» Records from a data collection
#####
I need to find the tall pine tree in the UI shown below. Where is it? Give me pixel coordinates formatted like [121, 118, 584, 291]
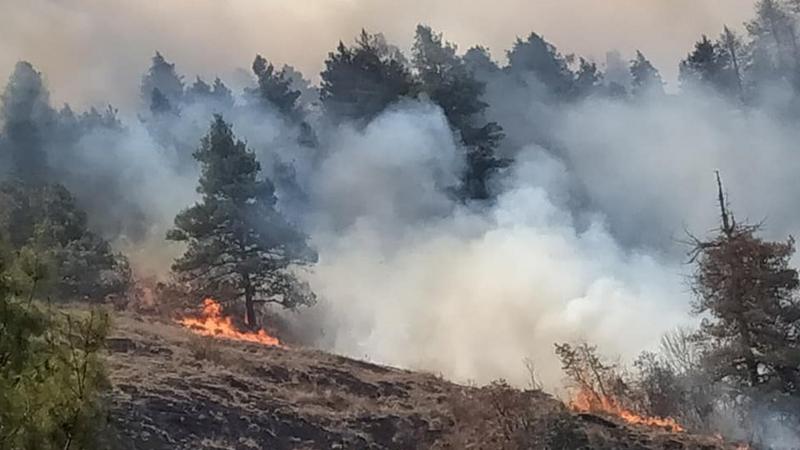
[167, 115, 315, 328]
[412, 25, 506, 199]
[692, 175, 800, 440]
[320, 30, 414, 124]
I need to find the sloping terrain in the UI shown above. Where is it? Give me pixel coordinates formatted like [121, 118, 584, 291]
[100, 313, 735, 450]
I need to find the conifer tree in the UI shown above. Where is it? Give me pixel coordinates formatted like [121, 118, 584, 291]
[692, 175, 800, 434]
[320, 30, 414, 124]
[412, 25, 506, 199]
[141, 52, 184, 114]
[0, 61, 56, 182]
[167, 115, 315, 328]
[630, 50, 664, 96]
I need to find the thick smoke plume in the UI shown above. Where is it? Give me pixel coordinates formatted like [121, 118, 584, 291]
[0, 0, 800, 444]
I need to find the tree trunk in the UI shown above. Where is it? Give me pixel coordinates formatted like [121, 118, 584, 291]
[244, 275, 258, 330]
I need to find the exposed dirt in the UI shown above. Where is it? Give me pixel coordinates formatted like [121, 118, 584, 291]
[107, 313, 748, 450]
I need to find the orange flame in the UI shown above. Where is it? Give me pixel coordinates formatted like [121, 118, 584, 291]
[569, 389, 685, 432]
[178, 298, 281, 346]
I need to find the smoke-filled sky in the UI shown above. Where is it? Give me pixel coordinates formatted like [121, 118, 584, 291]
[0, 0, 752, 107]
[6, 0, 800, 404]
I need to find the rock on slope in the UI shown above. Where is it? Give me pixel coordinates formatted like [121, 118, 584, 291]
[101, 314, 744, 450]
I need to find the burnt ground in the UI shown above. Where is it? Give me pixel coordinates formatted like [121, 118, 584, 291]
[98, 313, 735, 450]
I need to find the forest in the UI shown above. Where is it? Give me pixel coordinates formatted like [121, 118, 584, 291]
[0, 0, 800, 449]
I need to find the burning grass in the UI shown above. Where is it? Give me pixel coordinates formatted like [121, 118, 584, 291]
[569, 389, 686, 433]
[178, 298, 281, 346]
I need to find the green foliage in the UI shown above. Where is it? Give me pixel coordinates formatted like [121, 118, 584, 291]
[631, 50, 664, 96]
[0, 61, 55, 181]
[507, 33, 573, 98]
[0, 183, 132, 301]
[0, 237, 109, 450]
[680, 34, 741, 96]
[167, 115, 315, 327]
[245, 55, 300, 119]
[320, 30, 415, 123]
[141, 52, 184, 114]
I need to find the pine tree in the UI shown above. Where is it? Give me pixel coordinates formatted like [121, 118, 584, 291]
[320, 30, 414, 124]
[573, 58, 603, 98]
[167, 115, 315, 328]
[0, 183, 132, 302]
[141, 52, 184, 114]
[630, 50, 664, 96]
[0, 61, 56, 182]
[412, 25, 506, 199]
[508, 33, 574, 99]
[245, 55, 300, 120]
[692, 175, 800, 434]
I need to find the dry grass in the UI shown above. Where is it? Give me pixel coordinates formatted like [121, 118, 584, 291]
[98, 313, 736, 450]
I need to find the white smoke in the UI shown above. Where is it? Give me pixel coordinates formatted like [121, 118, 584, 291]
[300, 105, 689, 387]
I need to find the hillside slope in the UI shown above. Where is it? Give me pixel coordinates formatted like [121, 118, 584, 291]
[101, 314, 734, 450]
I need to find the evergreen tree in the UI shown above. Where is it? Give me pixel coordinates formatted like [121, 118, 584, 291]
[573, 58, 603, 98]
[693, 175, 800, 438]
[185, 77, 234, 111]
[508, 33, 574, 99]
[630, 50, 664, 96]
[0, 61, 56, 182]
[0, 183, 132, 302]
[141, 52, 183, 114]
[0, 235, 108, 450]
[245, 55, 300, 120]
[167, 115, 315, 328]
[412, 25, 505, 199]
[604, 50, 633, 97]
[320, 30, 414, 124]
[463, 46, 500, 82]
[680, 35, 736, 94]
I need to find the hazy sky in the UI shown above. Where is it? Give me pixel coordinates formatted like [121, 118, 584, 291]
[0, 0, 753, 106]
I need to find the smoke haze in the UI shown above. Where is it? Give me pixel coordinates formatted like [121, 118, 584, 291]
[0, 6, 800, 446]
[0, 0, 752, 107]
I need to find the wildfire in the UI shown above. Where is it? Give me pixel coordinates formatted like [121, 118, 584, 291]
[569, 390, 685, 432]
[178, 298, 281, 346]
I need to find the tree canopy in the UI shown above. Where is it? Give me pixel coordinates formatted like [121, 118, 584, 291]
[167, 115, 315, 328]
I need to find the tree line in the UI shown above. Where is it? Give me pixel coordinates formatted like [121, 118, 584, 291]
[0, 0, 800, 448]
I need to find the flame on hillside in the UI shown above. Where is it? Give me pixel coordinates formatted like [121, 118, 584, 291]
[178, 298, 281, 346]
[569, 389, 685, 432]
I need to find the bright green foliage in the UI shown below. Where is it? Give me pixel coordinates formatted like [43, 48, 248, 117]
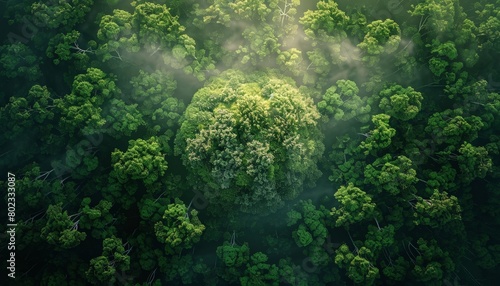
#####
» PROBLEM DETAILS
Format all of the material above as a numbered list, one line per item, skipping any blank lines. Leave the pictures out.

» FULL OUTPUT
1. I need to find the tall pine tree in the UI shown below. Where is it? Give me pixel coordinates formatted like [121, 118, 584, 291]
2. [167, 115, 315, 328]
3. [412, 25, 506, 199]
4. [692, 175, 800, 440]
5. [320, 30, 414, 124]
6. I need to find the sloping terrain in the UI shown above. Where is it? Give me pixel coordinates formatted like [121, 118, 584, 291]
7. [100, 313, 735, 450]
8. I need to find the conifer tree in the UI shown above. Where is it? Give me pixel coordinates formatted like [121, 118, 584, 291]
9. [692, 175, 800, 434]
10. [320, 30, 414, 124]
11. [412, 25, 506, 199]
12. [141, 52, 184, 114]
13. [0, 61, 56, 182]
14. [167, 115, 315, 328]
15. [630, 50, 664, 96]
16. I need to find the thick smoke plume in the UI shown above. Where is it? Give me pixel coordinates formatted like [121, 118, 584, 291]
17. [0, 0, 800, 444]
18. I need to find the tree trunk in the UI shown above. Where is it? Give me pixel coordinates formatted like [121, 118, 584, 291]
19. [244, 275, 258, 330]
20. I need to find the exposed dirt in the UI shown above. Where is it? Give me pixel coordinates formatted like [121, 118, 584, 291]
21. [107, 313, 748, 450]
22. I need to find the orange flame in the UI shown above. Where is it? Give me pixel coordinates formatted like [121, 118, 584, 291]
23. [569, 389, 685, 432]
24. [178, 298, 281, 346]
25. I need to find the smoke-filled sky in the UI shown above. Where is it? Give me pixel coordinates formatted like [121, 118, 584, 291]
26. [0, 0, 752, 107]
27. [6, 0, 800, 404]
28. I need to find the rock on slope in the UI shown above. Where is it? Give me pixel coordinates formatted like [121, 118, 584, 291]
29. [101, 314, 744, 450]
30. I need to find the burnt ground in the UI shown above. Where is it? Give me pixel coordinates formatted like [121, 118, 584, 291]
31. [98, 313, 735, 450]
32. I need to find the forest in the UI shown above. Where is it? Give me pixel coordinates formatted like [121, 118, 584, 291]
33. [0, 0, 800, 449]
34. I need to find the burning grass in the UI shown above. Where is it? Give me pixel coordinates formatted like [121, 118, 584, 291]
35. [569, 389, 686, 433]
36. [178, 298, 281, 346]
37. I need to find the green foliage in the UI shown above. Where is it? Give me pixel coordinates formatted like [121, 118, 584, 291]
38. [631, 50, 664, 96]
39. [0, 61, 55, 181]
40. [507, 33, 573, 98]
41. [0, 183, 132, 301]
42. [0, 237, 109, 450]
43. [680, 34, 741, 96]
44. [167, 115, 315, 327]
45. [245, 55, 300, 119]
46. [320, 30, 415, 123]
47. [141, 52, 184, 114]
48. I need to find the pine tree in the UI shown above. Where is it? Give me pixel coordinates formatted like [121, 118, 584, 291]
49. [320, 30, 414, 124]
50. [573, 58, 603, 98]
51. [167, 115, 315, 328]
52. [0, 183, 132, 302]
53. [141, 52, 184, 114]
54. [630, 50, 664, 96]
55. [0, 61, 56, 182]
56. [412, 25, 506, 199]
57. [508, 33, 574, 99]
58. [245, 55, 300, 120]
59. [692, 175, 800, 434]
60. I need to find the dry grass in the UI shown above. Where is it? Give me pixel coordinates formatted like [121, 118, 584, 291]
61. [98, 313, 736, 450]
62. I need to find the white smoke in the UI shown above. Where is it? Give me pixel coordinates formatted like [121, 118, 584, 291]
63. [300, 105, 689, 387]
64. I need to find the hillside slope in the UI shown above. Where is it? Give me pixel coordinates formatted like [121, 118, 584, 291]
65. [101, 314, 734, 450]
66. I need to find the evergreen tree in the UI shown above. Where is it? Give me pixel coordinates formatted like [121, 118, 584, 291]
67. [573, 58, 603, 98]
68. [693, 175, 800, 438]
69. [185, 77, 234, 111]
70. [508, 33, 574, 99]
71. [630, 50, 664, 96]
72. [0, 61, 56, 182]
73. [0, 183, 132, 302]
74. [141, 52, 183, 114]
75. [0, 235, 108, 450]
76. [245, 55, 300, 120]
77. [167, 115, 315, 328]
78. [412, 25, 505, 199]
79. [604, 50, 633, 97]
80. [320, 30, 414, 124]
81. [463, 46, 500, 82]
82. [680, 35, 736, 94]
83. I need to find the hazy sky in the UI shown above. Where is it? Give me pixel coordinates formatted like [121, 118, 584, 291]
84. [0, 0, 753, 106]
85. I need to find the smoke haze in the UI shown above. Where is it? Give me pixel coordinates formatted like [121, 118, 584, 291]
86. [0, 6, 800, 446]
87. [0, 0, 752, 107]
88. I need to find the wildfire in the UI shown above. Where is it? Give me pixel coordinates formatted like [121, 118, 584, 291]
89. [569, 390, 685, 432]
90. [178, 298, 281, 346]
91. I need to find the tree canopy in the UI shown above. Where is it? Give me pixel coordinates formatted like [121, 118, 584, 291]
92. [167, 115, 315, 328]
93. I need to find the tree line in the UI shown above. Where is it? Give me pixel coordinates formatted like [121, 118, 584, 291]
94. [0, 0, 800, 448]
95. I need to find the flame on hillside in the UI shown above. Where is it? Give me pixel coordinates formatted like [121, 118, 584, 291]
96. [178, 298, 281, 346]
97. [569, 389, 685, 432]
98. I need to find the bright green foliage in the UI shown below. Where is it? Give me pixel coordinates formatted like [43, 48, 248, 117]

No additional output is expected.